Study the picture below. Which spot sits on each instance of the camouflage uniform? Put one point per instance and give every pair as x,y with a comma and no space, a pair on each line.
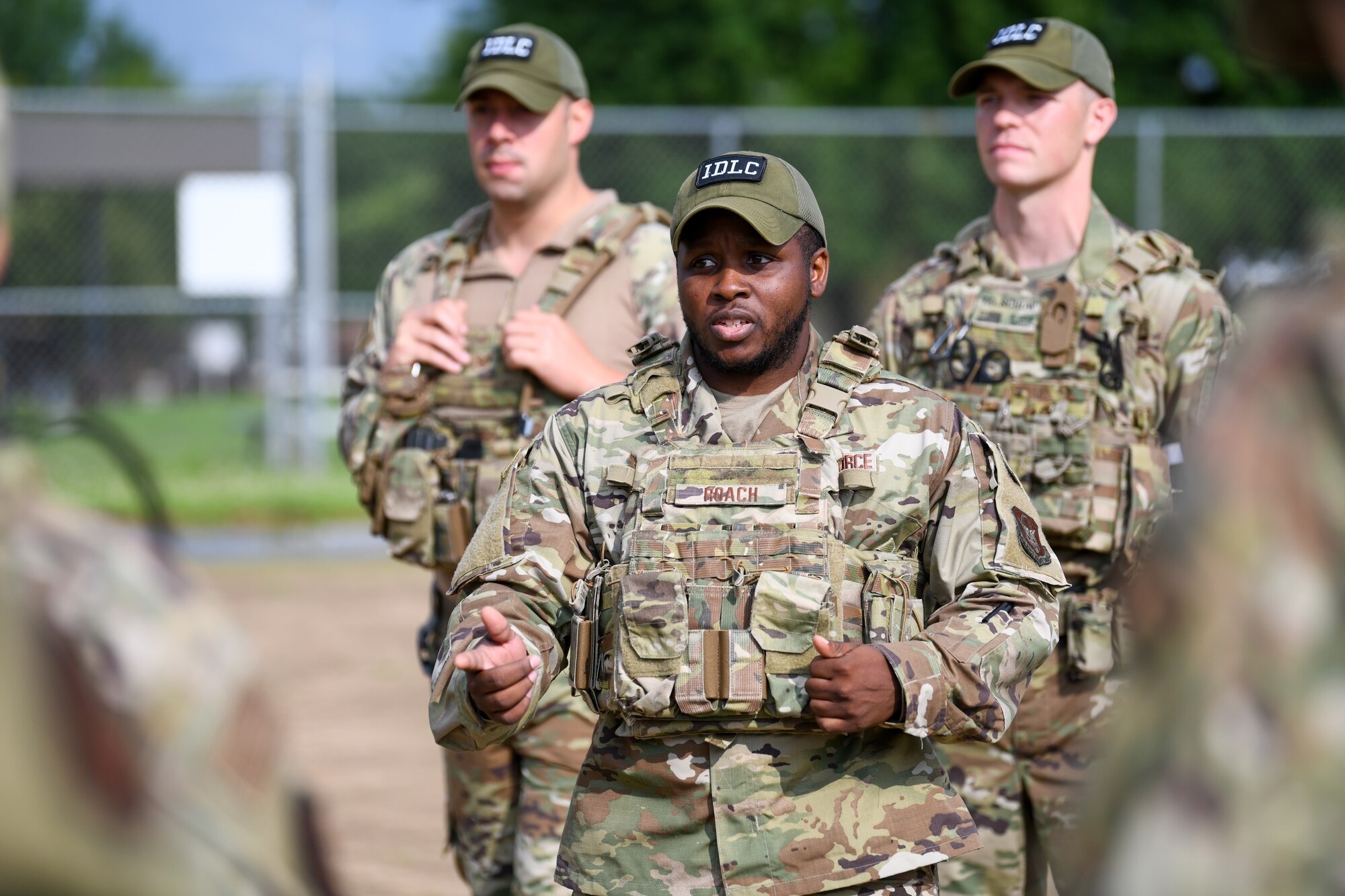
138,754
683,577
1227,772
1102,374
506,803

======

[AIM OF THE EXERCISE]
Produce the entries above once more, exactly as given, with each picture left out.

[COMPLETED EXERCISE]
Study the picture below. Which spot sits on each instance of the camouflage uniform? Put one point per instance and give every pair as x,y with a comma and no space, a pair on each line.
138,754
683,577
1227,772
1102,374
506,803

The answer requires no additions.